Presented by Rod Cope, CTO, Founder, OpenLogic
Hadoop and HBase make it easy to store terabytes of data, but how do you scale your search mechanism to sift through these mountains of bits and retrieve large result sets in a matter of milliseconds? Solr sharding and careful index creation made these requirements come to life in our production environment. Come see how we handle millions of rapid fire queries from dozens of parallel search clients against many terabytes of data while addressing high availability through load balancing and replication.
Presented by Ching-hsien Wang, Smithsonian Institution
The Smithsonian Institution has created a one-stop search center for its diverse object collections from 40 databases of libraries, archives and museums. Using Solr, this search center currently indexes five million documents & records, and supports faceted searching and navigation. This presentation will demonstrate the functions of the system, describe the overall system architecture and highlight operational and work flow issues in maintaining and supporting the system.
Presented by Peter Wolanin, Acquia
Drupal is a robust, free and open-source content management system that is becoming an ever more popular tool for building enterprise websites. The Apache Solr Search Integration module for Drupal allows you to integrate Solr functionality into a Drupal site with no additional coding. The module manages and display many facets including taxonomy, content types, authors, and dates, provides options for boosting search results, and sends queries to the "more like this" handler to provide content recommendation. Using this module as a basis, you can make additional customizations or use additional sub-modules for even more functionality, such as indexing file attachments.
Presented by Grant Ingersoll, Lucid Imagination
The NoSQL movement has been gaining steam for some time now, due to it's focus on addressing certain database misgivings. Ironically, search has been "no sql" since before SQL even existed. In this talk, Lucene and Solr committer Grant Ingersoll will take a look at using Apache Lucene/Solr not only as a NoSQL solution, but a NoSQL solution with benefits.
Presented by Pascal Dimassimo, Open Text Corporation and Igor Radic, Open Text Corporation
Text analytics automatically extracts named entities, categories and sentiment from unstructured content; using this metadata as facets in Solr is the foundation of Semantic Navigation. Leveraging this set of facets into a flexible and scalable presentation framework allows for delivering highly relevant content to large audiences.
This discussion covers the approach taken by Open Text to deploy Nutch, Solr and other technologies into a self-provisioned cloud-based offering including:
Presented by Bill McQuaide, Black Duck Software
The abundance of open source is well known: there are over 220,000 OSS projects representing more than 2 million-person-years of development available to developers and their companies. The open source community continually demonstrates the power of the community development model. And Black Duck Software continually seeks out the most compelling trends in open source to share with this vibrant community, as they help to enable the use of open source components in a multi-source development world. In this session Bill McQuaide, EVP of Product and Strategy at Black Duck Software, will discuss open source software trends Black Duck has identified in their research and explore the results in type and growth of projects.

**RECORD EXTRACTS:**
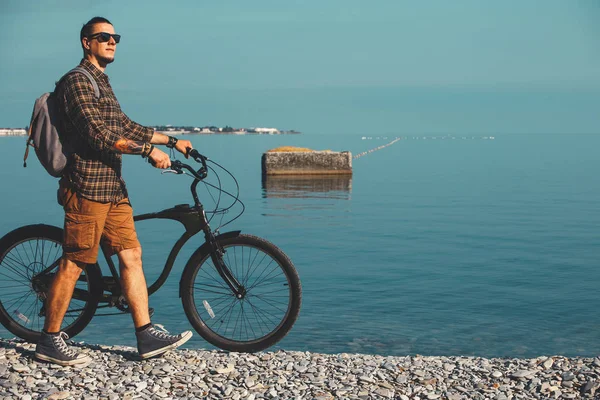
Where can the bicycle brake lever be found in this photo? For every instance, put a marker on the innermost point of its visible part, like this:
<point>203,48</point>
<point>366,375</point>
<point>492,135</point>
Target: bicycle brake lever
<point>172,171</point>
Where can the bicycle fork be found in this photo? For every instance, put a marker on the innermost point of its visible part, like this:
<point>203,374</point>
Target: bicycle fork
<point>216,255</point>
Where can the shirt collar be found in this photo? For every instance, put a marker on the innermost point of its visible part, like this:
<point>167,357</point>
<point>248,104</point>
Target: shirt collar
<point>96,73</point>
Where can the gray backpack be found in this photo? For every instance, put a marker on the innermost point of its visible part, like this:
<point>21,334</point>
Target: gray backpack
<point>44,126</point>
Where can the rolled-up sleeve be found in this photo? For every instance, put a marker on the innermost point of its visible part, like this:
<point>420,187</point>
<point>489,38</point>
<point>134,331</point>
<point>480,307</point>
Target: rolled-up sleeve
<point>134,131</point>
<point>82,109</point>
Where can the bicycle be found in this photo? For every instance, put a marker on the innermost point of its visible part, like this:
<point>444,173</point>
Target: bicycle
<point>221,287</point>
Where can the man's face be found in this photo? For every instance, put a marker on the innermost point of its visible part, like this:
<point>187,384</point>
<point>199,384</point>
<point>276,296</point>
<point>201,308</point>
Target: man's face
<point>102,51</point>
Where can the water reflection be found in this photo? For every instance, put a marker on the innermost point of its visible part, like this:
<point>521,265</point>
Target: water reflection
<point>307,186</point>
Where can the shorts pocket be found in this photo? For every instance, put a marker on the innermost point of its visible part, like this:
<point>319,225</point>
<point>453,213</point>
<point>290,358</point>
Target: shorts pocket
<point>79,235</point>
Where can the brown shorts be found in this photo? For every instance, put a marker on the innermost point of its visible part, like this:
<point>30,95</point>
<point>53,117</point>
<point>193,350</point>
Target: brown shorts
<point>88,222</point>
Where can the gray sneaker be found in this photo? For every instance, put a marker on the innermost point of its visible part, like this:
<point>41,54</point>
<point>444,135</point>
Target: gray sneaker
<point>52,348</point>
<point>152,342</point>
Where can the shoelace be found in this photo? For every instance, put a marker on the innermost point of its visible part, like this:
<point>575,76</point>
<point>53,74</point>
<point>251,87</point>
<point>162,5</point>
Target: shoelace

**THINGS TO DO:**
A – From the talk abstracts, reproduce the passage from "Presented by Grant" up to and including "solution with benefits.".
B – According to the talk abstracts, how many databases supply the object collections for the Smithsonian Institution's search center?
C – Decide whether each statement agrees with the talk abstracts. Answer yes or no for each, and quote the deciding words.
(i) The Smithsonian search center indexes five million documents and records.
(ii) Integrating Solr into a Drupal site with the Apache Solr Search Integration module requires additional coding.
(iii) More than 220,000 OSS projects are available to developers.

**RESPONSES TO THE EXERCISE:**
A –
Presented by Grant Ingersoll, Lucid Imagination
The NoSQL movement has been gaining steam for some time now, due to it's focus on addressing certain database misgivings. Ironically, search has been "no sql" since before SQL even existed. In this talk, Lucene and Solr committer Grant Ingersoll will take a look at using Apache Lucene/Solr not only as a NoSQL solution, but a NoSQL solution with benefits.

B – 40 databases of libraries, archives and museums.

C –
(i) Yes: "this search center currently indexes five million documents & records"
(ii) No: "allows you to integrate Solr functionality into a Drupal site with no additional coding"
(iii) Yes: "there are over 220,000 OSS projects"